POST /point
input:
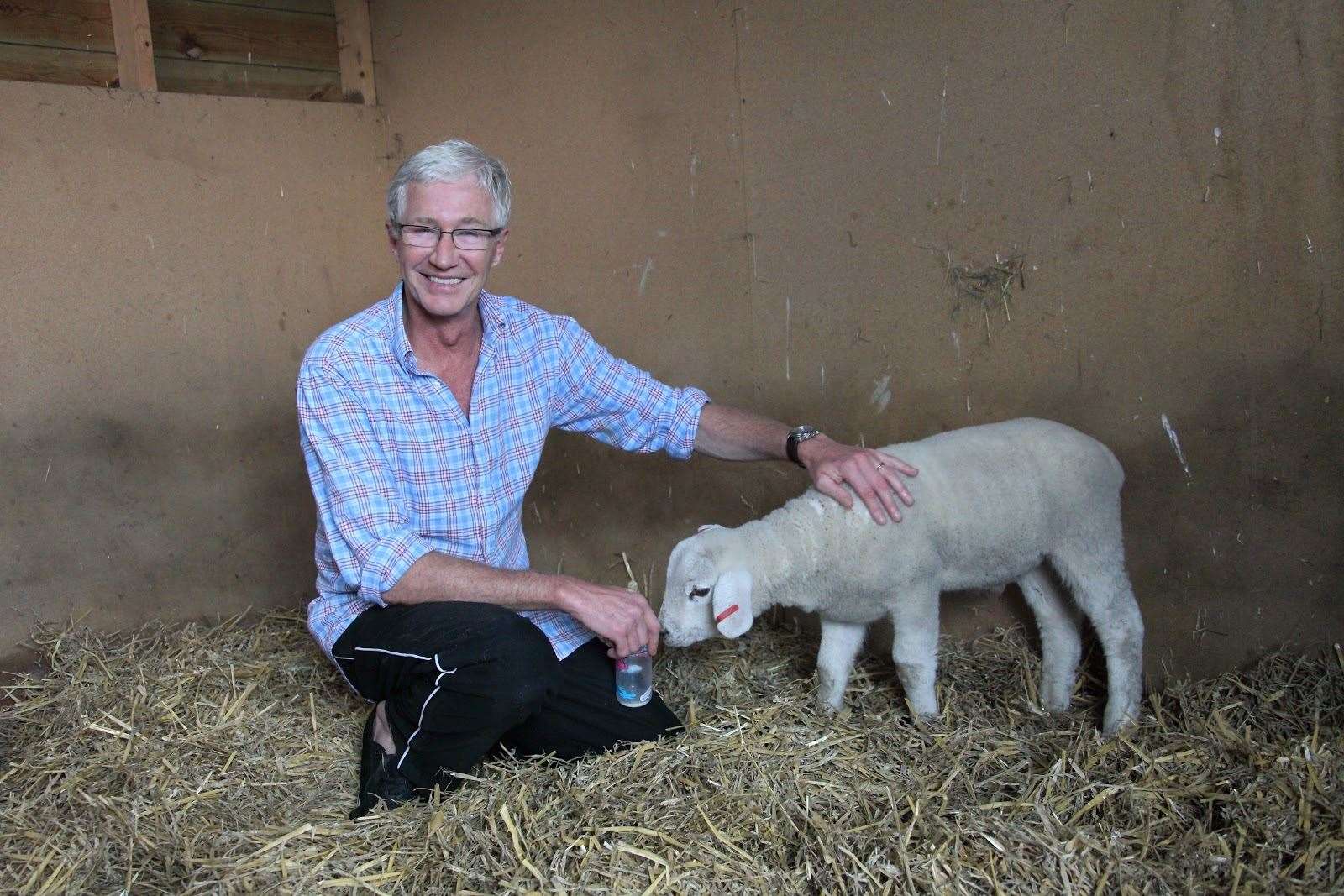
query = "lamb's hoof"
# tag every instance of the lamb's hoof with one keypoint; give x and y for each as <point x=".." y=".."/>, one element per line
<point x="1112" y="726"/>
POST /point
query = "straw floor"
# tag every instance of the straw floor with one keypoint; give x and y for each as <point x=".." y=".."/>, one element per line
<point x="223" y="759"/>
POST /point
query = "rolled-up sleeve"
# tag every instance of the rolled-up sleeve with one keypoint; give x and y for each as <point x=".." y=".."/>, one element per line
<point x="360" y="506"/>
<point x="618" y="403"/>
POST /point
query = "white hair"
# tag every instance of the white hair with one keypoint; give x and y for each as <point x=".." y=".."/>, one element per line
<point x="448" y="161"/>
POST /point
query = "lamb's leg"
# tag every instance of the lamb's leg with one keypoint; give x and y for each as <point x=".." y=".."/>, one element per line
<point x="1061" y="642"/>
<point x="914" y="645"/>
<point x="1102" y="591"/>
<point x="840" y="642"/>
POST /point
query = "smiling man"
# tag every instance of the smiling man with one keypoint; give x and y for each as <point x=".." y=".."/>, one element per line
<point x="423" y="421"/>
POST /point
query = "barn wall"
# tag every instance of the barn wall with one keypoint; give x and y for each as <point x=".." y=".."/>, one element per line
<point x="764" y="197"/>
<point x="761" y="199"/>
<point x="168" y="259"/>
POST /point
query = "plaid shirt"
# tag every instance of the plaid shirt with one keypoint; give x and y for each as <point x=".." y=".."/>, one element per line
<point x="398" y="470"/>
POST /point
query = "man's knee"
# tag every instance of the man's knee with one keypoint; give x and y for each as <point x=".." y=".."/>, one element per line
<point x="523" y="671"/>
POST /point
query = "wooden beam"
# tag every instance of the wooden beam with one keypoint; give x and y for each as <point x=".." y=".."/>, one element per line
<point x="134" y="49"/>
<point x="77" y="24"/>
<point x="57" y="65"/>
<point x="225" y="80"/>
<point x="355" y="42"/>
<point x="228" y="33"/>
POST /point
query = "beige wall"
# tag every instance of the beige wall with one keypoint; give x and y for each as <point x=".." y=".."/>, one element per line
<point x="168" y="259"/>
<point x="732" y="196"/>
<point x="793" y="176"/>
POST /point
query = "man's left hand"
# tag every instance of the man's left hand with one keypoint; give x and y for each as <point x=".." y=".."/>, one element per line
<point x="875" y="477"/>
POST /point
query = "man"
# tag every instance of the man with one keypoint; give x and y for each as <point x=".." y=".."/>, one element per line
<point x="423" y="421"/>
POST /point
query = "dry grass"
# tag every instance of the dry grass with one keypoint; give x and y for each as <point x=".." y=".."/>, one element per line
<point x="223" y="759"/>
<point x="985" y="289"/>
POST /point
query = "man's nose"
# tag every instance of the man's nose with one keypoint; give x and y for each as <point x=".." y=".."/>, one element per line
<point x="445" y="251"/>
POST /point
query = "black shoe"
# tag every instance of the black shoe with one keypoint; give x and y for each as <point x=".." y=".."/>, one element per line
<point x="378" y="777"/>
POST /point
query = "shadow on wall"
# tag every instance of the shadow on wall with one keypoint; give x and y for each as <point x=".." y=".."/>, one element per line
<point x="136" y="516"/>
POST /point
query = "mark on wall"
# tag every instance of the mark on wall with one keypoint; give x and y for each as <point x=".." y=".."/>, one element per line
<point x="882" y="392"/>
<point x="1175" y="441"/>
<point x="644" y="277"/>
<point x="942" y="118"/>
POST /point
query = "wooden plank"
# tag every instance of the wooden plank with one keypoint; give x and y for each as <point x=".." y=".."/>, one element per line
<point x="355" y="39"/>
<point x="134" y="49"/>
<point x="228" y="80"/>
<point x="232" y="33"/>
<point x="312" y="7"/>
<point x="80" y="24"/>
<point x="55" y="65"/>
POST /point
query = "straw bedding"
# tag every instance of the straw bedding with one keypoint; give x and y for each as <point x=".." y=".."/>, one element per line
<point x="222" y="759"/>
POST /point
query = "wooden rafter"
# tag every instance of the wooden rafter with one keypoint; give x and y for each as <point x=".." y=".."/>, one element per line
<point x="134" y="47"/>
<point x="355" y="42"/>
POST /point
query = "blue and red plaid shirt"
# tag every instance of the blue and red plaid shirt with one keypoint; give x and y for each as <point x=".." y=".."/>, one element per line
<point x="398" y="470"/>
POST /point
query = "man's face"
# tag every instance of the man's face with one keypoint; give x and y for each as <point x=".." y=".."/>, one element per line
<point x="444" y="281"/>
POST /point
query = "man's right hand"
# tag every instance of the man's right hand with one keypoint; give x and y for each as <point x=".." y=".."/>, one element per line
<point x="620" y="617"/>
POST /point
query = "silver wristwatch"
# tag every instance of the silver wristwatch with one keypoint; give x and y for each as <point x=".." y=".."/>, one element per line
<point x="797" y="436"/>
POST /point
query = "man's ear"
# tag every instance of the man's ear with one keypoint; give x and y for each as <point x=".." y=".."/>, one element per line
<point x="732" y="602"/>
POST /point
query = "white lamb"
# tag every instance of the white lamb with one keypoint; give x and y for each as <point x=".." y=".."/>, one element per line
<point x="994" y="504"/>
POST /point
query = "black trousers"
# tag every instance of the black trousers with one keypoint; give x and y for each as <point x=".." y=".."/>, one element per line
<point x="465" y="680"/>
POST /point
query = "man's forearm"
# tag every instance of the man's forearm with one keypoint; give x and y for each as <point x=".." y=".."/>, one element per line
<point x="732" y="434"/>
<point x="438" y="577"/>
<point x="622" y="618"/>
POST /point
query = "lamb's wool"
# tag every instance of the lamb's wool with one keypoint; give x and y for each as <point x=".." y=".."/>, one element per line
<point x="1028" y="501"/>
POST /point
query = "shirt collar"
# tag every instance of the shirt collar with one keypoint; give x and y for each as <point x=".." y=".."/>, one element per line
<point x="494" y="327"/>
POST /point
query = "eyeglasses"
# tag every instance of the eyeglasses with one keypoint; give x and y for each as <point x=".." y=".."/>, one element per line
<point x="468" y="239"/>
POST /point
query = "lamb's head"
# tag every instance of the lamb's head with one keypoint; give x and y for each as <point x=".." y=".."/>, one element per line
<point x="709" y="590"/>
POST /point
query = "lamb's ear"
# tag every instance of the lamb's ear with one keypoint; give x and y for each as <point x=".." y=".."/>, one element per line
<point x="732" y="602"/>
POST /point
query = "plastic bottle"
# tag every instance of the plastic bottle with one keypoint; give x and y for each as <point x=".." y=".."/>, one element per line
<point x="635" y="679"/>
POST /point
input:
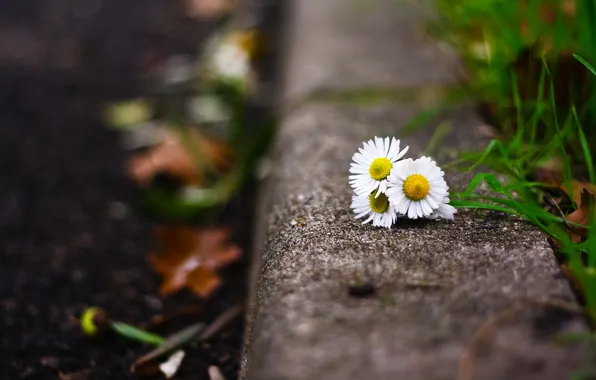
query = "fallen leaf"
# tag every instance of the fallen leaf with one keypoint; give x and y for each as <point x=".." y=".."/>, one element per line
<point x="80" y="375"/>
<point x="170" y="344"/>
<point x="172" y="157"/>
<point x="209" y="8"/>
<point x="129" y="113"/>
<point x="191" y="257"/>
<point x="584" y="198"/>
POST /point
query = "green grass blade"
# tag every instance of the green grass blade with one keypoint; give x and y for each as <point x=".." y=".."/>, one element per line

-------

**WHAT YOU SHOULD DO**
Wherever the word "blade" turns up in the records, copy out the line it is on.

**SOLUTION**
query = "green grass blade"
# tag every instance of the green grass blade with one keypoint; give x and y for each as <point x=".." y=".."/>, one element per line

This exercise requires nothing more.